- [WHAT YOU WILL DO]: Reproduce the lines below word for word, beginning with the line containing "Tag any visible black balaclava." and ending with the line containing "316 288 379 510", both included.

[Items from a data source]
▬▬▬▬▬▬▬▬▬▬

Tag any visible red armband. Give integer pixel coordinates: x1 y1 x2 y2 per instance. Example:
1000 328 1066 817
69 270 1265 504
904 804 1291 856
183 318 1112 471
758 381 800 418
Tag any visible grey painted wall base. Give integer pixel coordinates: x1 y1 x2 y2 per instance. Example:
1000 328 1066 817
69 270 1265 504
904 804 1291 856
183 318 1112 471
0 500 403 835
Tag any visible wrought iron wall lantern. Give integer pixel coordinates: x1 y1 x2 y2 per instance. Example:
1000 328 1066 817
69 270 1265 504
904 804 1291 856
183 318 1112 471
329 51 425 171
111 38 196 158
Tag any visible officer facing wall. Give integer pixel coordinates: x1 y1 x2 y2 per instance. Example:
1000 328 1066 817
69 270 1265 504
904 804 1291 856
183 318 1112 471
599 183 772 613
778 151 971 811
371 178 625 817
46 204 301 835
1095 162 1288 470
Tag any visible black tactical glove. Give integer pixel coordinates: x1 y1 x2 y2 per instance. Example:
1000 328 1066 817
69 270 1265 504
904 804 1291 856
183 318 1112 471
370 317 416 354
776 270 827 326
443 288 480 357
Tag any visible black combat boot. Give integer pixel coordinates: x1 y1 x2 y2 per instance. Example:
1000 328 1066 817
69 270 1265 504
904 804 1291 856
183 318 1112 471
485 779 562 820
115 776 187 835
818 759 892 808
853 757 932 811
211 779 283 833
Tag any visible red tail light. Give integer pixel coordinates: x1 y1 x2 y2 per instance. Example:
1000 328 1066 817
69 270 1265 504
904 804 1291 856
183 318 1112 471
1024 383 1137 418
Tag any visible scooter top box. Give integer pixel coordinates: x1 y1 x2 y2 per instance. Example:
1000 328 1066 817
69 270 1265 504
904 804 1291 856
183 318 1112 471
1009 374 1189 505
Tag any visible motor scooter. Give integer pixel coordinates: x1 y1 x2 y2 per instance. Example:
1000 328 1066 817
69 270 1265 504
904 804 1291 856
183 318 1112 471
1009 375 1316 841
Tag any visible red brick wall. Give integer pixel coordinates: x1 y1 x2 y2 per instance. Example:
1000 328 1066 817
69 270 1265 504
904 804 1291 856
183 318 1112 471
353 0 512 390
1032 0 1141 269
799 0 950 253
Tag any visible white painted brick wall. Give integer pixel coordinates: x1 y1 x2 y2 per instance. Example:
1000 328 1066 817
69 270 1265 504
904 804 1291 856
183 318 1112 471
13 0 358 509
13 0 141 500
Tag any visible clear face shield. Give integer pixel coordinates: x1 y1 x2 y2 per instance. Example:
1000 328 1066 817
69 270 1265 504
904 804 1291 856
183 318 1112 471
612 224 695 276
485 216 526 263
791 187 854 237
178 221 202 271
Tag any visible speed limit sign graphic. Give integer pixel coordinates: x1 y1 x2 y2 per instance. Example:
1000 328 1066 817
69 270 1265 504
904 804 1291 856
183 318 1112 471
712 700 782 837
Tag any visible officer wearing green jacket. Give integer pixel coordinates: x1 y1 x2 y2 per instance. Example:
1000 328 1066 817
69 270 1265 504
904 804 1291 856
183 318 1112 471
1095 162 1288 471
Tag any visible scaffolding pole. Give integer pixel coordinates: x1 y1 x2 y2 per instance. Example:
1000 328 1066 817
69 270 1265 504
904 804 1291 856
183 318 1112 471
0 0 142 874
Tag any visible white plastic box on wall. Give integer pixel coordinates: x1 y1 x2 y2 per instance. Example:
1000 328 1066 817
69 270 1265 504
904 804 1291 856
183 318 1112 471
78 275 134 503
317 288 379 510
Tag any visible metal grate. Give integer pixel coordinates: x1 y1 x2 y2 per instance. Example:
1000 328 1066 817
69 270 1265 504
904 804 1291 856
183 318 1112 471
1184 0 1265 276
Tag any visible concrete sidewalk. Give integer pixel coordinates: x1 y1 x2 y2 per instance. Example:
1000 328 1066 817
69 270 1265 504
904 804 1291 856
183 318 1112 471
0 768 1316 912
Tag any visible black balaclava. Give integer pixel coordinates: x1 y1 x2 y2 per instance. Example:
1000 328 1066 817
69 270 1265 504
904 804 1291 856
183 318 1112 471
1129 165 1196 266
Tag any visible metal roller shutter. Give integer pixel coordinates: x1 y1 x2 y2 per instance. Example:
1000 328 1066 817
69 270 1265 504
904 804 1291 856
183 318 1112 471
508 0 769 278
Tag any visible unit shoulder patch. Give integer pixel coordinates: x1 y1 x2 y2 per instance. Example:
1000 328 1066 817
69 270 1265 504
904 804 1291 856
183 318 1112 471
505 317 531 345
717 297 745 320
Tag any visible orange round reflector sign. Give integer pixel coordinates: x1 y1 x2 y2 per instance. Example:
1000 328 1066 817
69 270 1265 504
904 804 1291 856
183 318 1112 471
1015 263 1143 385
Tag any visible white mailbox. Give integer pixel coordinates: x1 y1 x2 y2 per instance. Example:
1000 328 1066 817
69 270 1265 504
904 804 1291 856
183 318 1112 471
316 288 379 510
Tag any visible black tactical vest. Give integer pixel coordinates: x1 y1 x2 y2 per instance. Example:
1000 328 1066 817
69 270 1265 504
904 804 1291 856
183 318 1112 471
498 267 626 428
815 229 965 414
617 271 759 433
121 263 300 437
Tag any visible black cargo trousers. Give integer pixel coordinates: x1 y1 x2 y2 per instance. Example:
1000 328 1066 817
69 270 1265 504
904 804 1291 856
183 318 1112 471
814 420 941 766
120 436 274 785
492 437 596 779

▬▬▬▬▬▬▬▬▬▬

- [OUTPUT FOR THIS EXERCISE]:
Tag any visible black balaclava. Give integer pixel coordinates: x1 y1 x2 y2 per instance. Example:
1000 328 1066 817
69 270 1265 504
904 804 1291 856
183 318 1112 471
1129 165 1196 266
Tag any visible metal roller shutter. Give integer pixel coordinates: x1 y1 x2 y2 per instance. Example:
1000 328 1066 817
69 270 1265 504
904 804 1291 856
183 318 1112 471
508 0 769 278
Tag any visible unit shoulder patch. Give integer pixel coordinates: x1 y1 x2 y2 per instance. Example:
1000 328 1066 817
69 270 1265 504
904 804 1291 856
183 318 1112 471
505 317 531 345
717 297 745 320
Tag any visible orange round reflector sign. Give integer pixel coordinates: x1 y1 x2 y2 per instance. Example:
1000 328 1066 817
69 270 1265 504
904 804 1291 856
183 318 1112 471
1015 263 1143 385
Tag any visible white mailbox. Give integer pixel coordinates: x1 y1 x2 y2 per instance. Example:
1000 328 1066 817
69 270 1265 504
904 804 1291 856
183 318 1112 471
316 288 379 510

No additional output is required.